SELECTED EXTRACT: Begin
A reverse repo is a short-term agreement to buy securities and then sell them back at a slightly higher price. The banks are effectively stashing their excess reserves with the Fed rather than lending them out at a significantly higher rate, even though the Fed removed all its regulatory reserve requirements last year.
As Shvets said, the $US4 trillion or so that US banks now have on deposit with the Fed (about 20 per cent of US GDP) effectively sterilises to a large degree the Fed’s quantitative easing program — its monthly purchases of $US120 billion of bonds and mortgages.
The bank deposits with the Fed equate to the increase in the size of the Fed’s balance sheet, now above $US8 trillion, since the onset of the pandemic.
Eurozone banks are doing something similar, only on an even larger scale.
They have parked about €3.3 trillion ($5.2 trillion), or 30 per cent of the zone’s GDP, with the European Central Bank.
Japan’s banks have the equivalent of about 100 per cent of Japan’s GDP (about $6.4 trillion) sitting inside the Bank of Japan and the UK banks have £830 billion ($1.5 trillion), or 42 per cent of GDP, deposited with the Bank of England.
Vast amounts of reserves
Shvets’ explanation for the vast amounts of bank reserves sitting in central bank (virtual) vaults is that the banks aren’t seeing demand for the money the central banks are pumping into their systems.
There just aren’t the commercial opportunities for them to lend and create the credit multiplier effects that motivated the implementation of the QE programs.
According to Fed data, the proportion of assets of the largest US banks held as loans and leases has been falling over the past year (down nearly 10 per cent) even as bank holdings of Treasury securities and government agencies’ securities have been rising (up more than 33 per cent).
Over the past 12 months the total commercial and industrial loans in all US commercial bank balance sheets has fallen from more than $US3 trillion to about $US2.5 trillion even as the US economy mounted a sharp recovery from its pandemic nadir.
That says the issue is one of demand rather than supply. The banks aren’t seeing sufficient demand from borrowers with good credit metrics to deploy the excess liquidity they are holding.
There is a multiplier effect that occurs when banks lend money. It leads to multiple transactions – it increases the velocity of money – as the funds are spent to acquire goods and services.
The unwillingness of banks to lend, or the absence of sufficient creditworthy opportunities, has created that perverse outcome where the volume of money has greatly increased but its velocity within the financial systems has decreased.
It isn’t just the Fed’s balance sheet that has been swollen by this phenomenon, which is in many respects simply an exaggerated version of what’s been occurring since the 2008 crisis.
Boost for financial assets
If there is insufficient real-economy demand for credit, even as interest rates have crashed to unprecedented lows and the volume of money in the system is equally unprecedented, it either rebounds to the central banks or ends up being invested in financial assets.
It isn’t therefore that surprising that sharemarkets keep pushing towards new records, the prices (as opposed to yields) of bonds have been inflated, commodities have been “financialised” and new forms of speculative activity (think cryptocurrencies, NFTs or “meme” stocks) have developed.
The relative dearth of demand for credit for productive investment could be influenced by demographics and the ageing of the baby boomers, or the capital-light nature of the new transformative technologies.
SELECTED EXTRACT: End
SOURCE MATERIAL: Begin
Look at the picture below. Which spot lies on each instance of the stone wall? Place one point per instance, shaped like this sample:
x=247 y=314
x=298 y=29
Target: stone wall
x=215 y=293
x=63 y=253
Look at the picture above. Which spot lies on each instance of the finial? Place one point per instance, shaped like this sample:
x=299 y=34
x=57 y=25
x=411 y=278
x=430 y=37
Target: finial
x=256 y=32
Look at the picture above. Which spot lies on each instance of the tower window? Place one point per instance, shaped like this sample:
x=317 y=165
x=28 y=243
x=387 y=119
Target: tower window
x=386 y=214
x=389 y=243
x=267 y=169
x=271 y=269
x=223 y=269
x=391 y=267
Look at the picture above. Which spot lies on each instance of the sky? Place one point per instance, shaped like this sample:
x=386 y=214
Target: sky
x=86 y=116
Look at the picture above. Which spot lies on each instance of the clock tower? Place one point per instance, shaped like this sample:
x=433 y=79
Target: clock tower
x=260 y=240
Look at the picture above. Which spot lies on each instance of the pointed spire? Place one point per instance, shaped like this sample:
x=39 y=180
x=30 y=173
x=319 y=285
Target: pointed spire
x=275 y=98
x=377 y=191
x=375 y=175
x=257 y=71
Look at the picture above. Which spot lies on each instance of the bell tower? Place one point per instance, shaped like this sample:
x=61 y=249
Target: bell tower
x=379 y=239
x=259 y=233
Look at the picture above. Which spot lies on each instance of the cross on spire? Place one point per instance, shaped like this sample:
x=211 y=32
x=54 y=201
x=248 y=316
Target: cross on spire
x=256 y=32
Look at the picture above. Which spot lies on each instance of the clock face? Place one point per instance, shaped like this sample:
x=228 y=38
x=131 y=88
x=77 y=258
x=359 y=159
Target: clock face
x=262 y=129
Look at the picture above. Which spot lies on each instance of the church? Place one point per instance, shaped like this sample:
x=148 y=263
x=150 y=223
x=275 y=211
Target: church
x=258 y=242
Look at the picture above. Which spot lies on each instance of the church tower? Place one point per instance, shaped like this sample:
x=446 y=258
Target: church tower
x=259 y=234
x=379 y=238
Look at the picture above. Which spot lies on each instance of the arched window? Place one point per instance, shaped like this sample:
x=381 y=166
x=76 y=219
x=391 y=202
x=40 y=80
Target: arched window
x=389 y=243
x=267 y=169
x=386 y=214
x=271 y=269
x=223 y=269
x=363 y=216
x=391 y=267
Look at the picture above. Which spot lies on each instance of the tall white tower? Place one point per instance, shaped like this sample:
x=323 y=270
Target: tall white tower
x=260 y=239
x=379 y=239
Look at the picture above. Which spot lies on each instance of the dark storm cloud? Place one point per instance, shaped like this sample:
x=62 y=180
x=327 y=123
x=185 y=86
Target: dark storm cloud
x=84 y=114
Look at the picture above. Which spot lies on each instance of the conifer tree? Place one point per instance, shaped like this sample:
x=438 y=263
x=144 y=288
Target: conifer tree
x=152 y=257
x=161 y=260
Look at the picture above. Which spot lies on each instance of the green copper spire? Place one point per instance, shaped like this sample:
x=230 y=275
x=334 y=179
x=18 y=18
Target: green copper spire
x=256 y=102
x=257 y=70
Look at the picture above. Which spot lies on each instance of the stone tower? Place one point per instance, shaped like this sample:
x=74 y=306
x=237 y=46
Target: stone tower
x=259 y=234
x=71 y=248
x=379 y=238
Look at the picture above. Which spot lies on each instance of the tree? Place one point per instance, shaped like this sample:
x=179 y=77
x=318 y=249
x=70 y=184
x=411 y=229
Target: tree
SOURCE MATERIAL: End
#### [WHAT IS NEEDED]
Echo the text on bank reserves word for word, everything from "The bank deposits" down to "even larger scale.". Use only the text on bank reserves, without drawing on anything else.

#### [SOLUTION TO THIS TASK]
The bank deposits with the Fed equate to the increase in the size of the Fed’s balance sheet, now above $US8 trillion, since the onset of the pandemic.
Eurozone banks are doing something similar, only on an even larger scale.